How to Stop Coughing at Night So You Can Get Enough Sleep to Kick That Bug

Fitness

Young woman coughing at night

By now, you’ve probably had enough colds and flus in your lifetime to know the steps you need to take to feel better as quickly as possible. Staying hydrated and getting plenty of rest are at the top of the list, but the “rest” part can prove to be quite difficult if you have a nagging cough that keeps you up at night. Luckily, there are things you can do that will help soothe that cough and get you the shut-eye you so desperately need. POPSUGAR spoke with a doctor about the causes of nighttime coughing and the remedies that are most likely to bring you relief.

Why Is My Cough Worse at Night?

There are a few reasons your cough may get worse at night when you’re battling a virus. Shawn Nasseri, MD, an otorhinolaryngologist based in Beverly Hills, explained that when you lie down, mucus pools in the back of the throat, which can cause a cough to get worse. “Postnasal drip also causes more mucus to be produced than usual, especially when you have a cold or the flu,” Dr. Nasseri told POPSUGAR. “The excess mucus can cause nighttime coughing as well, especially because you are lying down.” And if the air in your home is dry, particularly during the winter months, it can irritate your throat, which also worsens coughing.

····················

# Task requirements:
Summarize the article on nighttime coughing in two sentences.

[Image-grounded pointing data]
····················

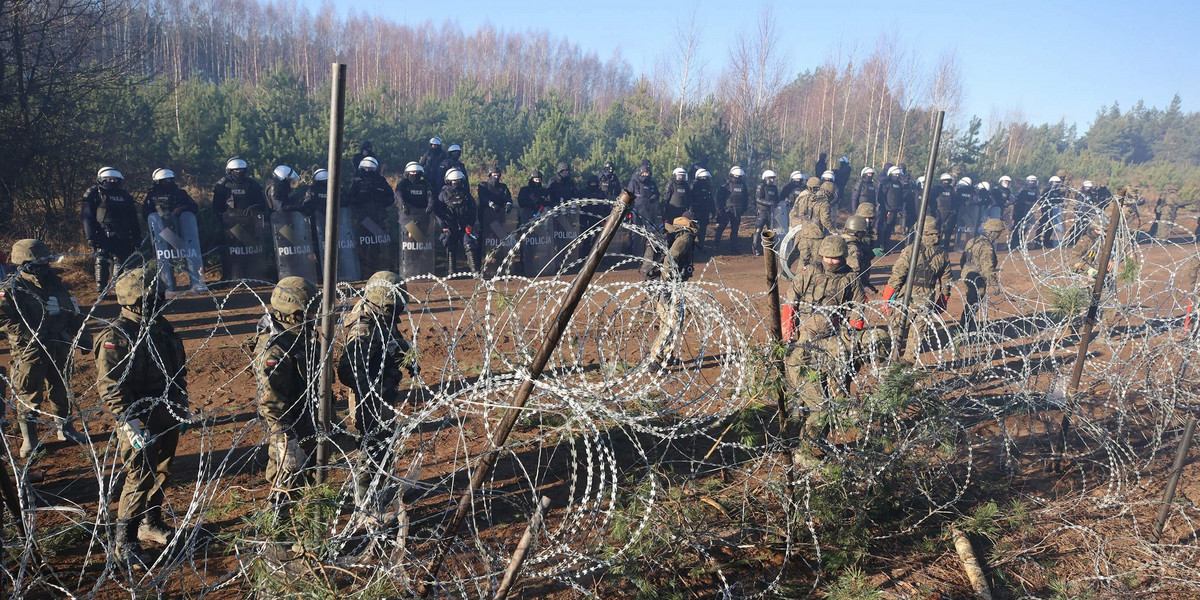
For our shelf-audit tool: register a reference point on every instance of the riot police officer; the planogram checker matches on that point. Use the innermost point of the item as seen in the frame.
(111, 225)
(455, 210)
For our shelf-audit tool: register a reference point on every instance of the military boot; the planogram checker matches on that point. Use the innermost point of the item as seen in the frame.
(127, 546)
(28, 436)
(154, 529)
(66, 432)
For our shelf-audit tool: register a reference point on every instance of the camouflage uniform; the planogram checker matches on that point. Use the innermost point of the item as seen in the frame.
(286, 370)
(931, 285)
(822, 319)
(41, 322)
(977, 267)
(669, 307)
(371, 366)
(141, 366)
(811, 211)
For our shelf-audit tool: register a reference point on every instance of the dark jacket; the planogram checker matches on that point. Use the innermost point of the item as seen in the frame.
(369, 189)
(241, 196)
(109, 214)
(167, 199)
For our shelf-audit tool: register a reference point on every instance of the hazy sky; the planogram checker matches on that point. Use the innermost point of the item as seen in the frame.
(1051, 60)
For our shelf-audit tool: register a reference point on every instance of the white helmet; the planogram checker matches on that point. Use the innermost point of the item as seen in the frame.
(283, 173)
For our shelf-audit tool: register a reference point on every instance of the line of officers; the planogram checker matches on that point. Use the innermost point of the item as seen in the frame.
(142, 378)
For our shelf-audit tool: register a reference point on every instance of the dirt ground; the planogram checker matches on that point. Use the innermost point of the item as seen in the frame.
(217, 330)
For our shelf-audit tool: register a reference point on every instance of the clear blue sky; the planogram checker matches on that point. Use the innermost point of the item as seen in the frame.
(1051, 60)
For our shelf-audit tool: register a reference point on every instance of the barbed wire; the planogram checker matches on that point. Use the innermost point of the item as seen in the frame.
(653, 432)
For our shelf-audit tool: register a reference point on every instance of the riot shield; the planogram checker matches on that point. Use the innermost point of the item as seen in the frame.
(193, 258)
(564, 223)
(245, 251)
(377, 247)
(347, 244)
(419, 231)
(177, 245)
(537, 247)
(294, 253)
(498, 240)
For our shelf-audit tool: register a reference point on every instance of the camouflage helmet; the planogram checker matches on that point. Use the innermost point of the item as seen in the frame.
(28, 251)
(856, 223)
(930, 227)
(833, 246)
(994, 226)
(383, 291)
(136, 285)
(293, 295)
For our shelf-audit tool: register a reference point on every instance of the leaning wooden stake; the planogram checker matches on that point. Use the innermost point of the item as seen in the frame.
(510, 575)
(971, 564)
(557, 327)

····················

# Result:
Getting plenty of rest helps you recover from a cold or flu, but a nagging cough can keep you up at night. Otorhinolaryngologist Shawn Nasseri explained that coughing gets worse at night because mucus pools in the back of the throat when you lie down, postnasal drip produces extra mucus, and dry air at home can irritate the throat.